Problem description: Take the line that contains "head of hair" and every line after it in the material below, and quote them exactly.

───── Dataset rows ─────

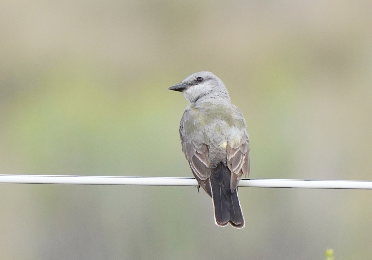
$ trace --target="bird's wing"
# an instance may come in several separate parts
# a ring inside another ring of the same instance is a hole
[[[236,108],[238,117],[244,126],[234,134],[238,138],[237,142],[232,142],[226,147],[227,167],[231,172],[230,188],[231,192],[236,188],[238,183],[244,175],[249,176],[249,140],[244,118],[240,111]]]
[[[211,173],[209,168],[208,145],[201,140],[192,138],[185,131],[184,124],[186,120],[184,119],[187,117],[188,112],[187,110],[185,111],[180,124],[180,135],[182,151],[189,161],[191,170],[199,185],[212,197],[209,180]],[[198,134],[195,135],[198,136]]]

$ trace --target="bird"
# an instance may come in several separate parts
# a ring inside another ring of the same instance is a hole
[[[249,138],[241,112],[210,72],[194,73],[168,89],[189,101],[180,123],[182,150],[199,186],[212,198],[215,223],[244,227],[237,186],[242,175],[249,176]]]

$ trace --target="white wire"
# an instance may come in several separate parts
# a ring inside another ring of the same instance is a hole
[[[192,178],[0,175],[0,183],[198,186]],[[239,187],[372,189],[372,181],[242,179]]]

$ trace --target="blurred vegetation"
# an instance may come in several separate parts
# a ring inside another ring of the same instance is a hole
[[[333,250],[331,248],[327,249],[326,250],[326,260],[334,260],[334,257],[333,256]]]
[[[368,1],[21,2],[0,8],[0,173],[191,176],[187,103],[219,77],[243,112],[252,178],[369,180]],[[370,258],[368,191],[241,188],[215,226],[190,187],[0,185],[7,259]],[[329,245],[329,241],[332,241]]]

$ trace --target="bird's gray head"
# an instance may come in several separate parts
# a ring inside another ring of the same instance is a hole
[[[230,100],[223,82],[209,71],[194,73],[184,79],[180,84],[173,86],[168,89],[183,92],[185,98],[190,102],[203,98],[219,98]]]

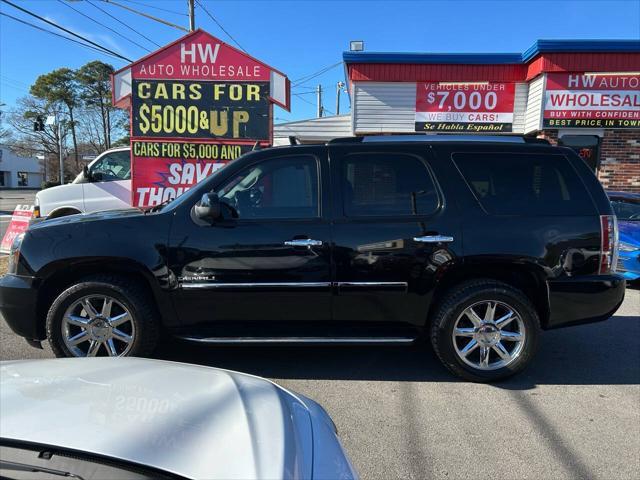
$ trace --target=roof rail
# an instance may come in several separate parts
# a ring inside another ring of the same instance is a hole
[[[550,145],[544,138],[524,135],[371,135],[365,137],[334,138],[328,145],[341,143],[402,143],[402,142],[494,142],[494,143],[533,143]]]

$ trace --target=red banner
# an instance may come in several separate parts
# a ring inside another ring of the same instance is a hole
[[[132,65],[133,78],[268,82],[271,68],[206,32],[196,31]]]
[[[640,128],[640,75],[549,73],[543,125]]]
[[[416,131],[510,132],[514,83],[419,82]]]
[[[0,252],[9,253],[11,250],[11,244],[13,240],[27,231],[29,228],[29,221],[33,216],[33,205],[17,205],[13,211],[11,217],[11,223],[2,237],[2,243],[0,244]]]
[[[252,145],[133,141],[133,205],[159,205],[189,190]]]
[[[170,200],[256,142],[269,145],[273,75],[286,90],[282,74],[202,30],[116,72],[114,92],[130,91],[133,205]]]

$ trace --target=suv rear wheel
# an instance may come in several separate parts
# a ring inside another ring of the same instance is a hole
[[[456,375],[490,382],[529,364],[539,332],[536,309],[521,291],[476,280],[460,285],[442,302],[431,324],[431,343]]]
[[[47,315],[47,338],[57,357],[147,356],[158,323],[137,282],[95,276],[63,291]]]

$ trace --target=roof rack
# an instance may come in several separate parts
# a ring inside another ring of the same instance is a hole
[[[334,138],[329,145],[341,143],[402,143],[402,142],[493,142],[493,143],[534,143],[550,145],[544,138],[524,135],[371,135],[365,137]]]

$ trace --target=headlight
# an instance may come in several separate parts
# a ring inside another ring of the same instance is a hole
[[[640,250],[640,247],[637,245],[631,245],[630,243],[620,242],[621,252],[636,252],[638,250]]]
[[[16,235],[11,243],[11,249],[9,250],[9,265],[7,267],[7,273],[16,274],[18,272],[18,260],[20,260],[20,246],[24,239],[24,233]]]

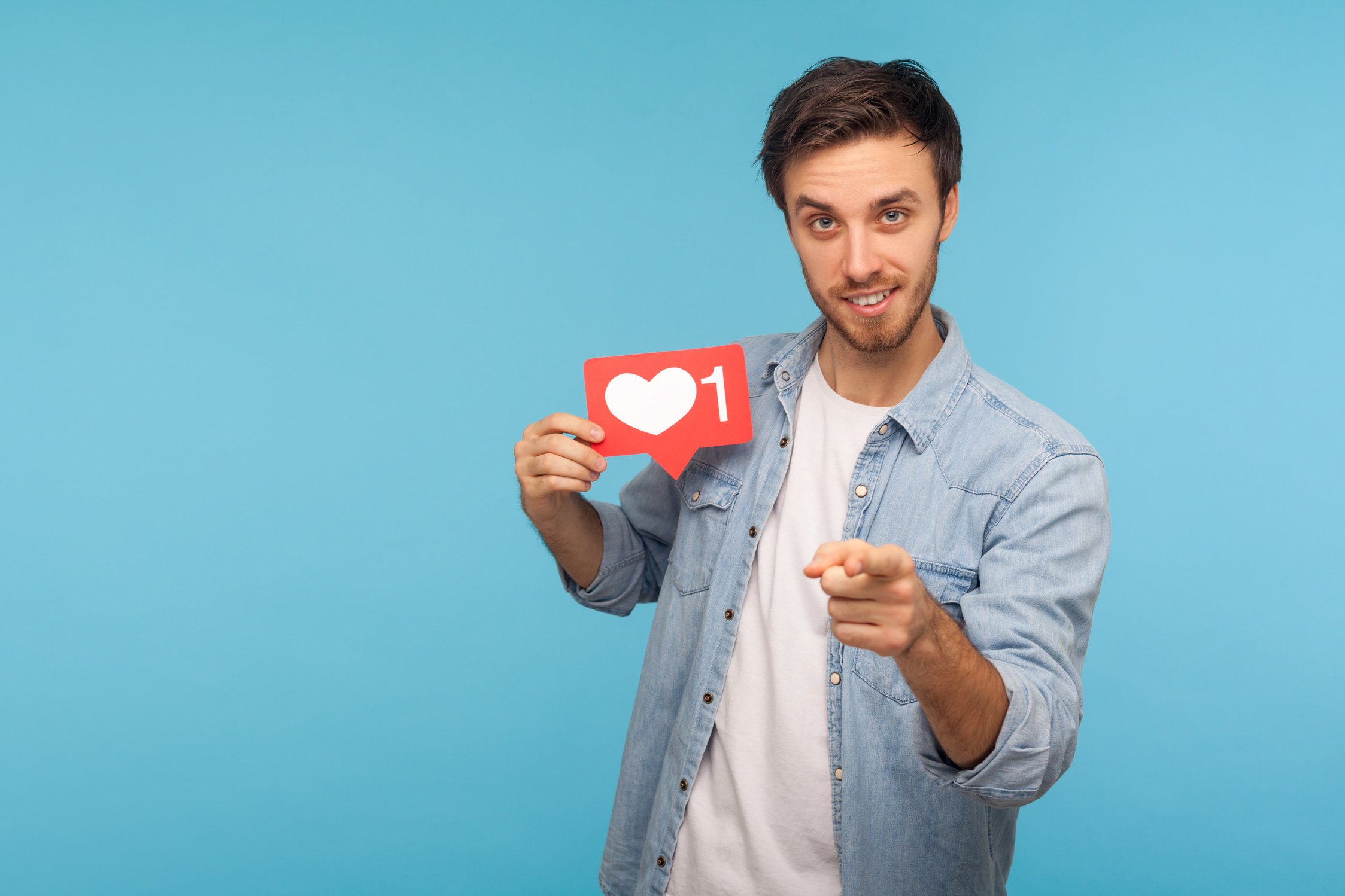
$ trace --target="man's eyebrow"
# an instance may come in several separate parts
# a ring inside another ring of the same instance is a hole
[[[874,199],[873,211],[878,211],[884,206],[892,206],[893,203],[909,203],[912,206],[919,206],[920,196],[917,196],[916,191],[911,189],[909,187],[902,187],[890,196],[884,196],[882,199]],[[802,193],[798,199],[794,200],[794,214],[799,214],[800,211],[803,211],[804,207],[808,206],[816,208],[818,211],[824,211],[829,215],[837,214],[835,208],[826,204],[820,199],[814,199],[812,196],[808,196],[807,193]]]

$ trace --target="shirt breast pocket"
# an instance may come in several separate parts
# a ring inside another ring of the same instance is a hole
[[[916,559],[916,575],[924,582],[929,595],[939,602],[943,611],[962,627],[962,596],[971,590],[976,574],[944,563]],[[845,650],[853,657],[850,672],[854,673],[855,678],[894,703],[916,701],[916,695],[902,677],[896,660],[861,647],[846,646]]]
[[[677,478],[677,489],[682,509],[668,553],[668,571],[678,591],[694,594],[710,587],[742,482],[709,463],[691,461]]]

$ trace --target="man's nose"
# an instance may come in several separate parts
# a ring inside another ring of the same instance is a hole
[[[851,230],[846,234],[845,261],[841,273],[855,283],[868,283],[882,270],[882,259],[874,251],[869,234]]]

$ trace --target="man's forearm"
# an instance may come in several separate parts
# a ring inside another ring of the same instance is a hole
[[[999,739],[1009,695],[994,665],[967,641],[958,623],[933,604],[929,627],[893,657],[920,701],[929,728],[959,768],[979,764]]]
[[[546,547],[581,588],[593,584],[603,563],[603,521],[577,492],[554,520],[533,520]]]

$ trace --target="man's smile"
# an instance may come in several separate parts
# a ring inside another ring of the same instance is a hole
[[[888,310],[890,305],[890,296],[896,293],[900,286],[889,286],[888,289],[880,289],[876,293],[858,293],[854,296],[842,296],[842,298],[853,308],[855,312],[872,317],[874,314],[881,314]]]

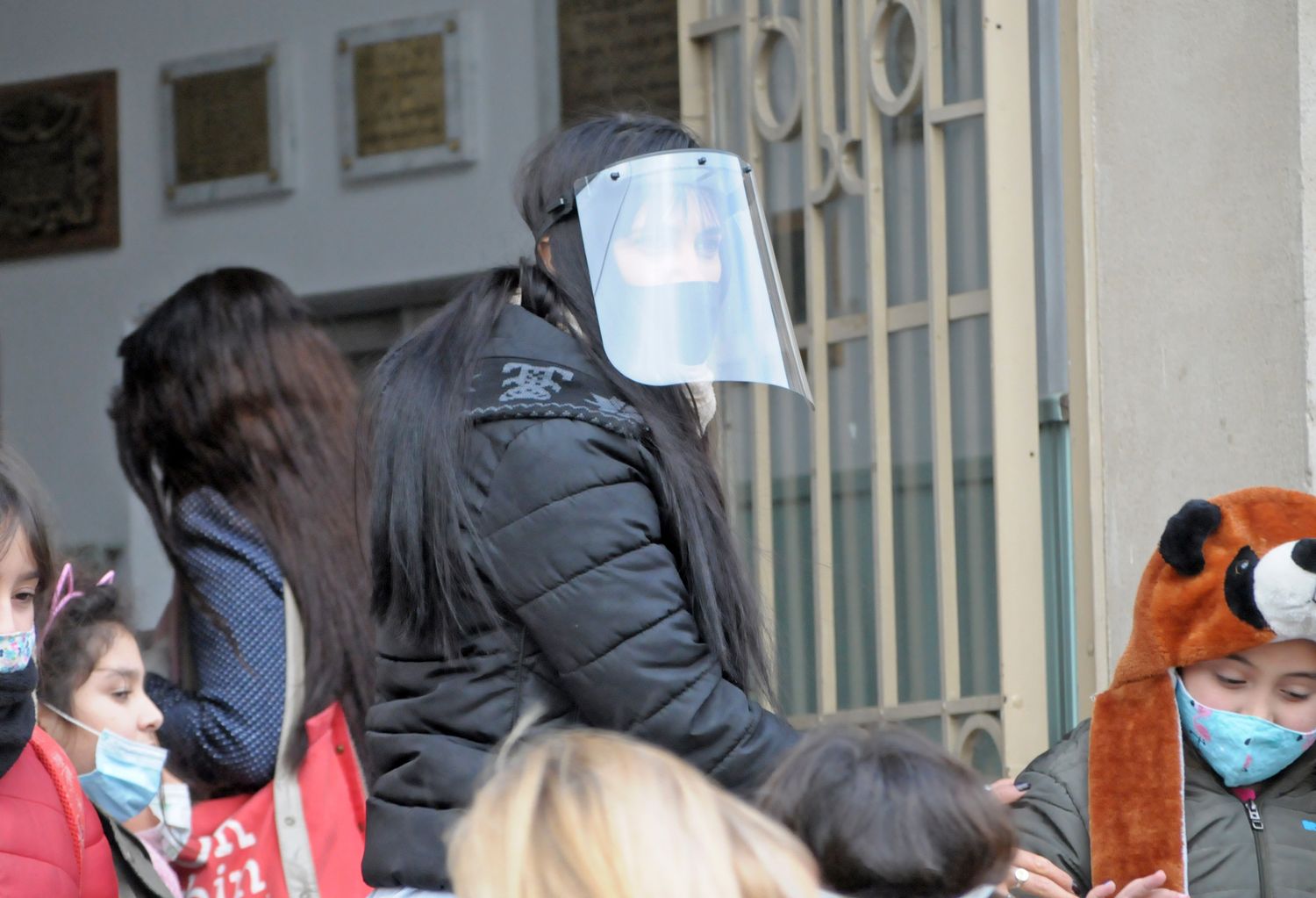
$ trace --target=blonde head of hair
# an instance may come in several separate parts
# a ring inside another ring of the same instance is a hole
[[[450,837],[462,898],[816,898],[808,851],[680,758],[557,731],[500,757]]]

─────

Correct answer:
$ trace --target=blonde head of hair
# an instance may come in several separate parts
# a ring inside another ring of the same instance is a hole
[[[450,837],[462,898],[816,898],[808,851],[680,758],[557,731],[500,757]]]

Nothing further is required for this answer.